PETIT EXERCICE A
Convertissez les enregistrements ci-dessous en un CSV à deux colonnes, consigne et réponse, avec une ligne par enregistrement : le texte de la demande dans la première colonne, sa réponse dans la seconde. Mettez chaque champ entre guillemets, remplacez les sauts de ligne par des espaces et n'incluez pas les images.

TEXTE PRÉSENTÉ
——

CHEMIN FAISANT
Une série proposée par Micheline et Stéphan Sarnowski
Au P’tit Blanc
Nous sommes allés prendre l’apéro au Prit Blanc. Vous connaissez ? Non, alors c’est que vous n’habitiez pas encore le village… Si nous vous disons Courthéoux, les mémoires se raviveront certainement.
Courthéoux, l’une des épiceries du village, proposait une vaste gamme de produits. Et a dû fermer juste avant l’introduction de l’Euro et ses arcanes administratives.
Bref, nous sommes allés chez Christiane Dufey et Robert Cornille.
La maison qui fait le coin de la rue de la Maison d’Orbais et de la rue de Villez, en face de la petite chapelle notre Dame des Affligés.
Avant le Courthéoux, il y avait donc le Petit Blanc, un des 25 cafés de Corroy, tenu par Louis, le grand-père de Christiane, quand son métier d’ouvrier agricole chez Delchevalerie le lui permettait.
Il y avait donc le « café », dans la pièce principale, et jouxtant celui-ci une petite ferme avec vache, cochons poules. Une petite ferme typique, comme tant d’autres, pratiquant une certaine autarcie alimentaire.
Alexandre, le fils de Louis, plafonnier mineur, reprend le café qui est alors ouvert tous les soirs au retour de la mine
Il y eu donc jusqu’à 25 cafés dans Corroy, on se souviendra du café « Chez Bastin », à côté du Petit Blanc.
Des lieux où les rires, danses et « batailles » politiques animaient la vie du village. C’était le temps ou catholiques et socialistes ne fréquentaient pas les mêmes cafés
L’alcool est défendu par la loi, mais qui n’avait sa petite goutte, sa fine à 2 centimes le verre sous sa table?
Ce quartier du village attirait beaucoup de monde, il faut dire que les distractions ne manquaient pas.
Un terrain de balle pelote, à côté de la chapelle : un jeu de quilles et un bouloir. On a difficile à l’imaginer mais les terrains étaient vierges de maisons.
Et cerise sur le gâteau, le grand-père de l’actuel Marquis, alors bourgmestre du village fit construire un petit théâtre en bois, juste à côté du café, dans le prolongement de la rue du Villez.

——

ENREGISTREMENTS FOURNIS
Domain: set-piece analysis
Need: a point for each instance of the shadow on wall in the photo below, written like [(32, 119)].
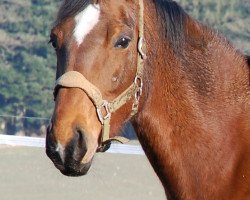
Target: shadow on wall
[(128, 131)]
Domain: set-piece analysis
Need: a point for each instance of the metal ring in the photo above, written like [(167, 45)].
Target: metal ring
[(99, 111)]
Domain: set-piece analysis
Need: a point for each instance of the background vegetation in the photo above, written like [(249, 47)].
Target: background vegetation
[(27, 63)]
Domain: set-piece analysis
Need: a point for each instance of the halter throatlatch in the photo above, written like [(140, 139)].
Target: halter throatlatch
[(104, 109)]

——

PETIT EXERCICE B
Selon le texte sur le P'tit Blanc, combien coûtait le verre de fine ?

RÉPONSE A
consigne,réponse
"Domain: set-piece analysis Need: a point for each instance of the shadow on wall in the photo below, written like [(32, 119)]. Target: shadow on wall","[(128, 131)]"
"Domain: set-piece analysis Need: a point for each instance of the metal ring in the photo above, written like [(167, 45)]. Target: metal ring","[(99, 111)]"
"Domain: set-piece analysis Need: a point for each instance of the background vegetation in the photo above, written like [(249, 47)]. Target: background vegetation","[(27, 63)]"
"Domain: set-piece analysis Need: a point for each instance of the halter throatlatch in the photo above, written like [(140, 139)]. Target: halter throatlatch","[(104, 109)]"

RÉPONSE B
2 centimes le verre.